HOW TO COMPLETE THIS TASK: Each line of the material holding the word "form" must be identified and copied.

▬▬▬▬▬▬▬▬▬▬

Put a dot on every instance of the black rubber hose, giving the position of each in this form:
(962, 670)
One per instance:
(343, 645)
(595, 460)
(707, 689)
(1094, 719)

▬▬▬▬▬▬▬▬▬▬

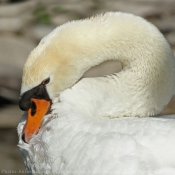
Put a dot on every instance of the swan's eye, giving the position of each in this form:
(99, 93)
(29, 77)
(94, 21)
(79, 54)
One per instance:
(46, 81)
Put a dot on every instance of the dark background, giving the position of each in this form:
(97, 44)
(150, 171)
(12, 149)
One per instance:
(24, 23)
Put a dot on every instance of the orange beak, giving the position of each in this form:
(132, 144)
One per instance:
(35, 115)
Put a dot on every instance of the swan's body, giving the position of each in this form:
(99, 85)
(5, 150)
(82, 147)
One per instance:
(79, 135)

▬▬▬▬▬▬▬▬▬▬

SOLUTION:
Put a dot on every instance of the black rubber hose, giving the position of each in this form:
Put a dot on every instance of the swan's eye, giving the position of each in this form:
Put a dot on every instance of the dark background, giving the position of each in this form:
Put a dot on every instance of the orange beak, giving the position of each in this form:
Put a dot on every instance of the swan's body, giving the position of each in this form:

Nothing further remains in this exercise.